> [Required work]: Copy the rows below, substituting "Draw" for every occurrence of "Trace" and leaving everything else unchanged.

> [Record excerpts]:
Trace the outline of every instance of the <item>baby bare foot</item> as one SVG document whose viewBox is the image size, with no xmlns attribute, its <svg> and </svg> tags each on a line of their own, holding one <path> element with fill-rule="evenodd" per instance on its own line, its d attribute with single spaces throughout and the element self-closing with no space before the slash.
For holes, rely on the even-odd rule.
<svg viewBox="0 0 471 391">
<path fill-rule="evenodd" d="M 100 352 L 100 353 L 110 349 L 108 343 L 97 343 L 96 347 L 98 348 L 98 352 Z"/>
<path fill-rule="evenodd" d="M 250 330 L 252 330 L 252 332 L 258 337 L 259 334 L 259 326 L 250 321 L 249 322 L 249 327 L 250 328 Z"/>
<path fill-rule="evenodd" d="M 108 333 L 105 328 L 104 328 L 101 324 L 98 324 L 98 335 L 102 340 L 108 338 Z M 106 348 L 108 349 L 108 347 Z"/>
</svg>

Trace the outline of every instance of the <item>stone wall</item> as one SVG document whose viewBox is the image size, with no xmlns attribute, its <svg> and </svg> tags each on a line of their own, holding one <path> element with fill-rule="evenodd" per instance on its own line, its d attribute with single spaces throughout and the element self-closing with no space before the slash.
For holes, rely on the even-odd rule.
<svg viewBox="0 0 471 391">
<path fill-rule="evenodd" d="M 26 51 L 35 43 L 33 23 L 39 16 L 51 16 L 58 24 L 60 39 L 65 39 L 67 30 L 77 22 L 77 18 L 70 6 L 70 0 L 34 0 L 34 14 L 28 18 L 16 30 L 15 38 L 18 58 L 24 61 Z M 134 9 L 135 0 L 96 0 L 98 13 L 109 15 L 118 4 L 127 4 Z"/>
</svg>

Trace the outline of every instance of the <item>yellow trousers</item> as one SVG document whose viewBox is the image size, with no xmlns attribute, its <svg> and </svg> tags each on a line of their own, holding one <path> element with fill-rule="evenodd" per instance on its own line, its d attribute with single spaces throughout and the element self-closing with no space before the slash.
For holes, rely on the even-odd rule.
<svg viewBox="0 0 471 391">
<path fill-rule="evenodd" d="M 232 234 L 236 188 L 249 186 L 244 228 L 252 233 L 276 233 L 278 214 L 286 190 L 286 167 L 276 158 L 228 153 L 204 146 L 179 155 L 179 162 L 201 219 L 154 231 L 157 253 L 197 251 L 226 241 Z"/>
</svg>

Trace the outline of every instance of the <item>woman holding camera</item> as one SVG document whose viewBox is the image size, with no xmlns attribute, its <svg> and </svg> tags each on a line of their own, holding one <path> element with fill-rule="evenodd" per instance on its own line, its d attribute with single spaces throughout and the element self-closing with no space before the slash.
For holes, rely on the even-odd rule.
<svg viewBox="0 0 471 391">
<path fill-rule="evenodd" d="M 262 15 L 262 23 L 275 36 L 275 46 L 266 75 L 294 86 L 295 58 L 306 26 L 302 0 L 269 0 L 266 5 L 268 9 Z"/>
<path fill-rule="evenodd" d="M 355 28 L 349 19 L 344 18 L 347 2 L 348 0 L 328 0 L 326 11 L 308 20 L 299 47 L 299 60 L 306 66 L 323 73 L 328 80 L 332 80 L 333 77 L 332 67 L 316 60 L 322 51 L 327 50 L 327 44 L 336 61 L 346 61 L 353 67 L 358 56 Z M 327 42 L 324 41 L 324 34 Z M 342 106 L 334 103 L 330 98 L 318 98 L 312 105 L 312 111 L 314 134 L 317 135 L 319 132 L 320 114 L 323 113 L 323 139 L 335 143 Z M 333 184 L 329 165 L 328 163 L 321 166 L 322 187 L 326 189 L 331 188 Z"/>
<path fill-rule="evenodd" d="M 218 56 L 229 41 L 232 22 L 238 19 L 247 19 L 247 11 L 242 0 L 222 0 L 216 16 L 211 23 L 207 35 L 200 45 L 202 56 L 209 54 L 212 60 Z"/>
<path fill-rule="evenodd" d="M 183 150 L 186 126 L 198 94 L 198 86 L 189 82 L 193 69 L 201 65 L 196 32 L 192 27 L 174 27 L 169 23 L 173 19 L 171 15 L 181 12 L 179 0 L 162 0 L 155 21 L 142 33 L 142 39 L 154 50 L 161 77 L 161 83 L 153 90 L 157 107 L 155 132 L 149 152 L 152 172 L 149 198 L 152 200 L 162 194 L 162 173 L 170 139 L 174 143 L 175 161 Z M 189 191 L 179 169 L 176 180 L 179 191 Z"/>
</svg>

> [Response to the exercise]:
Draw the outline of every instance of the <item>baby bare foot</item> as one SVG document whose viewBox is the image size, with no xmlns attribute, its <svg> and </svg> tags each on a line of their own, holding one <path> element with fill-rule="evenodd" per instance on its own line, its d attribute with single spaces throughout and the element self-closing with no space before the slash.
For holes, rely on the even-odd rule.
<svg viewBox="0 0 471 391">
<path fill-rule="evenodd" d="M 100 352 L 100 353 L 110 349 L 108 343 L 97 343 L 96 347 L 98 348 L 98 352 Z"/>
<path fill-rule="evenodd" d="M 250 330 L 252 330 L 252 332 L 258 337 L 259 334 L 259 326 L 250 321 L 249 322 L 249 327 L 250 328 Z"/>
<path fill-rule="evenodd" d="M 108 333 L 105 328 L 104 328 L 101 324 L 98 324 L 98 335 L 102 340 L 108 338 Z M 106 348 L 108 349 L 108 347 Z"/>
</svg>

Draw the outline of every instance of the <item>stone wall</item> as one SVG document whose viewBox is the image size, with no xmlns attribute, its <svg> and </svg> tags each on a line of their own, holding one <path> element with fill-rule="evenodd" per instance on its own line, its d attribute with single spaces throughout and the element self-closing with no space before the slash.
For holes, rely on the even-odd rule.
<svg viewBox="0 0 471 391">
<path fill-rule="evenodd" d="M 26 51 L 35 43 L 33 23 L 39 16 L 51 16 L 58 24 L 60 39 L 65 39 L 67 30 L 77 22 L 77 18 L 70 6 L 70 0 L 34 0 L 34 14 L 28 18 L 16 30 L 15 38 L 18 58 L 24 61 Z M 134 9 L 135 0 L 96 0 L 98 13 L 109 15 L 118 4 L 127 4 Z"/>
</svg>

Draw the outline of every instance of the <item>yellow trousers</item> as one SVG document whose viewBox is the image size, with no xmlns attribute, its <svg> and </svg> tags each on a line of their own, holding one <path> element with fill-rule="evenodd" per instance on its own line, its d attribute with single spaces throughout and the element self-closing with no space before the slash.
For holes, rely on the even-odd rule.
<svg viewBox="0 0 471 391">
<path fill-rule="evenodd" d="M 232 234 L 236 188 L 249 186 L 244 228 L 252 233 L 276 233 L 278 214 L 286 190 L 286 167 L 276 158 L 228 153 L 204 146 L 179 155 L 179 162 L 201 219 L 154 231 L 157 253 L 197 251 L 226 241 Z"/>
</svg>

Draw the outline of every instance of the <item>woman holding camera</item> as one SVG document whose viewBox is the image size, with no xmlns attribute, its <svg> and </svg> tags each on a line of their own, holding one <path> element with fill-rule="evenodd" per instance on its own line, its d attribute with single spaces throughout and the element self-closing with no space before the slash.
For holes, rely on the even-odd rule.
<svg viewBox="0 0 471 391">
<path fill-rule="evenodd" d="M 262 15 L 262 23 L 275 36 L 275 46 L 266 75 L 294 86 L 295 58 L 306 26 L 302 0 L 269 0 L 266 5 L 268 9 Z"/>
<path fill-rule="evenodd" d="M 355 28 L 349 19 L 344 18 L 347 2 L 348 0 L 328 0 L 326 11 L 308 20 L 299 47 L 299 60 L 306 66 L 323 73 L 328 80 L 332 80 L 333 77 L 332 67 L 316 60 L 322 51 L 327 50 L 327 44 L 336 61 L 346 61 L 353 67 L 358 56 Z M 327 42 L 324 41 L 324 34 Z M 342 106 L 334 103 L 330 98 L 318 98 L 312 105 L 312 111 L 314 134 L 317 135 L 319 132 L 320 114 L 323 113 L 323 139 L 335 143 Z M 333 184 L 329 165 L 328 163 L 321 166 L 322 187 L 326 189 L 331 188 Z"/>
<path fill-rule="evenodd" d="M 218 56 L 229 41 L 232 22 L 238 19 L 247 19 L 247 11 L 242 0 L 222 0 L 216 16 L 211 23 L 207 35 L 200 45 L 202 56 L 209 54 L 212 60 Z"/>
<path fill-rule="evenodd" d="M 183 150 L 186 126 L 198 94 L 198 86 L 189 82 L 193 69 L 201 65 L 196 32 L 192 27 L 174 27 L 169 23 L 173 19 L 171 15 L 181 12 L 179 0 L 162 0 L 155 21 L 142 33 L 142 39 L 154 50 L 161 77 L 161 83 L 153 90 L 157 107 L 155 132 L 149 152 L 152 172 L 149 198 L 152 200 L 162 194 L 162 173 L 170 139 L 174 143 L 175 161 Z M 189 191 L 179 169 L 176 180 L 179 191 Z"/>
</svg>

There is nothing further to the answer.